BEGIN SUPPLIED TEXT

What You Should Know About Joint Replacement Surgery

Joint Replacement Surgery

As people age, the number of health factors that need monitored can grow. Heart health, weight, diet, the list can go on. But something most people tend to overlook that’s imperative to maintaining wellbeing is joint health.

Whether writing a quick note or running a marathon, joints are what keep the human body moving. And, people should do everything possible to ensure their joints are fully functional and pain free.

Solution to Joint Pain

The first thing people need to know, especially those ages 50 and older, is joint pain is not something to “just live with.”

Any damage to a major joint – say the knee or hip – is serious. Pain resulting from injury, physical activity or gradual breakdown of cartilage can increase in severity if not properly cared for by the right type of physician. More often than not, joint replacement surgery – total or partial – is the recommended solution for a majority of serious pain or immobility cases.

If a person is experiencing joint pain or is a confirmed candidate for joint replacement surgery, he or she should already be seeing an orthopaedic surgeon.

If not, finding a qualified surgeon may seem like a difficult task. But it really comes down to a few factors: the surgeon’s training, experience and specialization and where the joint replacement surgery will take place.

Orthopaedic Surgeons

Statistics show that joint replacement surgery outcomes improve as volumes increase. Similarly, training and education can influence outcomes in joint replacement surgery. Orthopaedic surgeons frequently have additional training in their particular sub-specialties known as fellowships.

Most of the orthopaedic surgeons at the Crystal Clinic have fellowship training and perform the highest volume of joint replacement procedures in the area. It is often those surgeons with both sub-specialty training and higher volumes who have the best results.

Type of Hospital

In addition to choosing the right orthopaedic surgeon, careful consideration should go into the location of the surgery itself.

Though hospitals are places where a variety of people are treated for an even wider variety of ailments, that doesn’t necessarily mean general hospitals are the best places for elective orthopaedic surgery.

Hospital-contracted illnesses are part of reality. Areas with high numbers of people undergoing treatments for medical problems and infections, such as pneumonia, are breeding grounds for the germs that contribute to everything from the common cold to surgical site infection.

Single-specialty hospitals, such as the Crystal Clinic Orthopaedic Center at St. Thomas Hospital, generally treat patients in good overall health. Orthopaedic patients undergoing elective joint replacement in a single-specialty hospital are somewhat insulated from infectious or contagious disease.

In addition, the staff at the Crystal Clinic Orthopaedic Center specializes in the treatment of joint replacement and other elective orthopaedic problems. Again, this is an example of how sub-specialization makes a difference.

END SUPPLIED TEXT
BEGIN DATASET CONTENT

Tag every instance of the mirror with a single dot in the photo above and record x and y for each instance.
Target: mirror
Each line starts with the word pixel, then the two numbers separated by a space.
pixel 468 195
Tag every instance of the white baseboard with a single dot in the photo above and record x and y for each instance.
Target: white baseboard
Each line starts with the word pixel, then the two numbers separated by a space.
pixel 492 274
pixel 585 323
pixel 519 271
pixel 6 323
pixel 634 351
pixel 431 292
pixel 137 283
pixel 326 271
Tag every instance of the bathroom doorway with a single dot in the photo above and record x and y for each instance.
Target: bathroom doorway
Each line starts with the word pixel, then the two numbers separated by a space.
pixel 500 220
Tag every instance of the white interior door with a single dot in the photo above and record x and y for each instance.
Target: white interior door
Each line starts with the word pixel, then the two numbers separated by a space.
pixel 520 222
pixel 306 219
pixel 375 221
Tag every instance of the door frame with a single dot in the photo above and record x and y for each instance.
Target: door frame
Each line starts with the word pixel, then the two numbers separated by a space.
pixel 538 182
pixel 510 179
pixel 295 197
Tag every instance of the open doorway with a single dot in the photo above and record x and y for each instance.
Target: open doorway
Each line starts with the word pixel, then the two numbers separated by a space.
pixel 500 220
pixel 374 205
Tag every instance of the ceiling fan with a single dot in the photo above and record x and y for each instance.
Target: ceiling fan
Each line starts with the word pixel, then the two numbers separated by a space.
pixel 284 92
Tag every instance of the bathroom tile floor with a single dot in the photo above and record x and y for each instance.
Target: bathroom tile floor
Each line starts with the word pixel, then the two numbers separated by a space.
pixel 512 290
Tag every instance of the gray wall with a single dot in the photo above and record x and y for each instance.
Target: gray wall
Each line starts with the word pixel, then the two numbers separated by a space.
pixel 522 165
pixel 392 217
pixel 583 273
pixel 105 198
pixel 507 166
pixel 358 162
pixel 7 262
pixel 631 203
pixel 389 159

END DATASET CONTENT
BEGIN DATASET CONTENT

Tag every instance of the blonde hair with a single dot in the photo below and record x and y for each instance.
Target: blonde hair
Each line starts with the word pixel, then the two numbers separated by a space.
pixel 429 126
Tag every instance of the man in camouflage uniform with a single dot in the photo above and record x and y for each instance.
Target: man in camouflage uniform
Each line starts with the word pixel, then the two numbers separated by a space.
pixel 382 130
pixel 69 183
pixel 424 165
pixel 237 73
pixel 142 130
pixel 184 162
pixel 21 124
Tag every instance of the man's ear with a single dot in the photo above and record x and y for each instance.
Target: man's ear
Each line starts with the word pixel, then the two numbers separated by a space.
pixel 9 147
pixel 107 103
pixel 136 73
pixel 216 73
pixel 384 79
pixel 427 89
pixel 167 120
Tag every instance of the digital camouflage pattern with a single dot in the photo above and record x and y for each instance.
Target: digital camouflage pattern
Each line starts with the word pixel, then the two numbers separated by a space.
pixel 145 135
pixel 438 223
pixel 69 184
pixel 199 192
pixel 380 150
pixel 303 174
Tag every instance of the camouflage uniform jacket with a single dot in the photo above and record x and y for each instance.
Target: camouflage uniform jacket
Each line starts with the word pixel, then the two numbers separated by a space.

END DATASET CONTENT

In the joint replacement surgery text, what is the name for the additional sub-specialty training that orthopaedic surgeons often have?

Fellowships.